** Opening Data to process block **

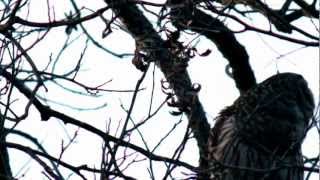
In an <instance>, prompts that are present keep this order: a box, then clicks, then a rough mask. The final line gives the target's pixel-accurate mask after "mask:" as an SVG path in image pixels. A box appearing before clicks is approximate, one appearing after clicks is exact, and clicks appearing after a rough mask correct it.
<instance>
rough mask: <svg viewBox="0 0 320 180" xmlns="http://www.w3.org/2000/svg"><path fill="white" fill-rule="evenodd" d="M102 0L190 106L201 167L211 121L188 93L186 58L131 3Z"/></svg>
mask: <svg viewBox="0 0 320 180" xmlns="http://www.w3.org/2000/svg"><path fill="white" fill-rule="evenodd" d="M105 2H106V3H108V4H109V6H110V7H112V10H113V11H114V12H115V13H116V14H117V15H118V17H119V19H120V20H121V21H122V23H123V24H124V25H125V26H126V28H127V29H128V31H129V32H130V33H131V35H132V37H133V38H134V39H135V40H136V43H137V45H138V47H140V49H142V50H143V51H144V52H146V53H147V54H148V56H149V57H150V59H151V60H154V61H155V62H156V64H157V66H158V67H159V68H160V69H161V71H162V72H163V74H164V76H165V77H166V80H167V82H168V83H169V84H170V87H171V88H172V89H173V90H174V94H175V96H176V97H177V99H178V101H179V103H180V104H184V105H187V106H188V109H189V110H188V111H186V114H187V116H188V119H189V123H190V125H191V128H192V130H193V133H194V136H195V138H196V140H197V143H198V147H199V151H200V168H201V166H202V165H203V164H201V162H203V161H202V160H204V157H205V156H206V144H207V139H208V135H209V129H210V125H209V123H208V122H207V118H206V116H205V112H204V110H203V107H202V105H201V103H200V101H199V99H198V96H197V95H196V94H194V93H191V91H192V89H193V88H192V83H191V80H190V77H189V74H188V73H187V71H186V66H185V64H184V63H186V62H187V60H186V59H181V58H179V57H177V56H176V55H175V54H174V53H172V52H170V51H169V50H168V49H167V48H166V47H165V42H164V40H163V39H162V38H161V37H160V36H159V34H158V33H157V32H156V31H155V30H154V28H153V26H152V24H151V23H150V22H149V21H148V19H147V18H146V17H145V16H144V15H143V13H142V12H141V11H140V10H139V9H138V8H137V7H136V5H135V4H134V3H128V2H127V1H119V0H117V1H112V0H105ZM121 2H122V4H121ZM116 3H117V4H116ZM118 3H119V4H118ZM123 3H125V4H123Z"/></svg>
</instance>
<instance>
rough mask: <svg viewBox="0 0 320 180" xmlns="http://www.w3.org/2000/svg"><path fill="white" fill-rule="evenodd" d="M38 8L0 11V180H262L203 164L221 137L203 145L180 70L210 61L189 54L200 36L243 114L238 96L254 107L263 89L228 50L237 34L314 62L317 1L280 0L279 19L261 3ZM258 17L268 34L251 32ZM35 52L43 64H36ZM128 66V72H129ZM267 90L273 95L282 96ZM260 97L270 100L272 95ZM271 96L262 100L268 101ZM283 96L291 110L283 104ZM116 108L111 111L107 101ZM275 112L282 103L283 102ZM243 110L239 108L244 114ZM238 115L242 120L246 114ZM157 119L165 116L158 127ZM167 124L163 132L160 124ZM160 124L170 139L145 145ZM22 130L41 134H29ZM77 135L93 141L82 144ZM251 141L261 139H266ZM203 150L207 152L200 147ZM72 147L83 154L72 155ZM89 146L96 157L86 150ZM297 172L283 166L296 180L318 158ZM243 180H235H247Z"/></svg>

** Closing Data to process block **

Wherever the word "instance" turns up in the records above, copy the line that holds it.

In an <instance>, prompts that are present keep this order: a box, then clicks, then a rough mask. The final line gives the target's pixel-accurate mask after "mask:" as an SVG path in image pixels. A box appearing before clicks is approximate, one appearing after clicks is exact, and clicks appearing after a rough mask correct it.
<instance>
</instance>
<instance>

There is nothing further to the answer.